### Extracted data entries
####

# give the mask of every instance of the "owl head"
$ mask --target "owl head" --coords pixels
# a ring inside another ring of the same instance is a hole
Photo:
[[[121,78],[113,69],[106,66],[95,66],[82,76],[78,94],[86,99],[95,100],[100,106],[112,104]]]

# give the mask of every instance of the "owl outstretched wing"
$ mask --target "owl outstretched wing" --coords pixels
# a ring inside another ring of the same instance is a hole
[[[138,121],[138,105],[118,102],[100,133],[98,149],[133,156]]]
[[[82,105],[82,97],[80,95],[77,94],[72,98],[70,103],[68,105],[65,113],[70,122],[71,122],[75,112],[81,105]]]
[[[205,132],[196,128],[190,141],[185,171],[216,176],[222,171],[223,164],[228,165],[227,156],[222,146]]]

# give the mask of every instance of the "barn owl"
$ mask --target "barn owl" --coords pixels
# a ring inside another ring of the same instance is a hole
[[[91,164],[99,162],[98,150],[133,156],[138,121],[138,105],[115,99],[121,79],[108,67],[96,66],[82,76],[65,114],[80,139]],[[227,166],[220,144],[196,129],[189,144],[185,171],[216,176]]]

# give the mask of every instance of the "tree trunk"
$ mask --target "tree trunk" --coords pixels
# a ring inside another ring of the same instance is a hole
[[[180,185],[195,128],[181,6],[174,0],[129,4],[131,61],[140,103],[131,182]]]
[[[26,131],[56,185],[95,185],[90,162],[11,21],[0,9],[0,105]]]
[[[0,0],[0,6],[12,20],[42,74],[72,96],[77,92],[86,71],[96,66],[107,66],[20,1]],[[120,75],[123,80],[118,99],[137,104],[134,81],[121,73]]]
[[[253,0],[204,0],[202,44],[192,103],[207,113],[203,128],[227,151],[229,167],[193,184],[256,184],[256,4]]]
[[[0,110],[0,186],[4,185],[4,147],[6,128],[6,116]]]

####

### Brief
Filter the records above and copy out every line that contains the string "wing".

### Answer
# give the mask of every instance of the "owl outstretched wing"
$ mask --target "owl outstretched wing" --coords pixels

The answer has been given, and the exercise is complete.